───── 阅读材料

题目大意:因为每到一个农场就可以得到补充,求最小生成树的最长边。
#include<stdio.h>
#include<string.h>
#include<algorithm>
using namespace std;
int f[2010];
struct note
{
int u,v,w; //习惯了这样定义结构体变量。。
}q[10010];
int cmp(note a,note b)
{
return a.w<b.w;
}
int getf(int v) //kruskal模板,一点都不用改。
{
if(f[v]==v)
return v;
else
{
f[v]=getf(f[v]);
return f[v];
}
}
int merge(int v,int u)
{
int t1=getf(v);
int t2=getf(u);
if(t1!=t2)
{
f[t2]=t1;
return 1;
}
return 0;
}
int main()
{
int n,m;
while(~scanf("%d%d",&n,&m))
{
for(int i=1;i<=m;i++)
scanf("%d%d%d",&q[i].u,&q[i].v,&q[i].w);
sort(q+1,q+1+m,cmp);
for(int i=1;i<=n;i++)
f[i]=i;
int s=0,k=m;
for(int i=1;i<=m;i++)
{
if(merge(q[i].u,q[i].v)) //以上都是套路。。。。。
s++;
if(s==n-1) //因为排序之后,最长边肯定是最后合并的啊
{
k=i; //用K标记。。。
break;
}
}
printf("%d\n",q[k].w);
}
return 0;
}

──────────

- _练习要求_:
把阅读材料中从“题目大意:因为每到一个农场就可以得到补充,求最小生成树的最长边。”起，一直到“cmp(note a,note b)”为止的全部文字原样抄写下来。 下面的列表与阅读材料没有任何关联。

───── 所示列表

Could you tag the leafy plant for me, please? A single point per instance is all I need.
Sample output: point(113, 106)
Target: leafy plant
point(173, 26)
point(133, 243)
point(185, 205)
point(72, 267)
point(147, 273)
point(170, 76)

──────────

- _完整答案_:
题目大意:因为每到一个农场就可以得到补充,求最小生成树的最长边。
#include<stdio.h>
#include<string.h>
#include<algorithm>
using namespace std;
int f[2010];
struct note
{
int u,v,w; //习惯了这样定义结构体变量。。
}q[10010];
int cmp(note a,note b)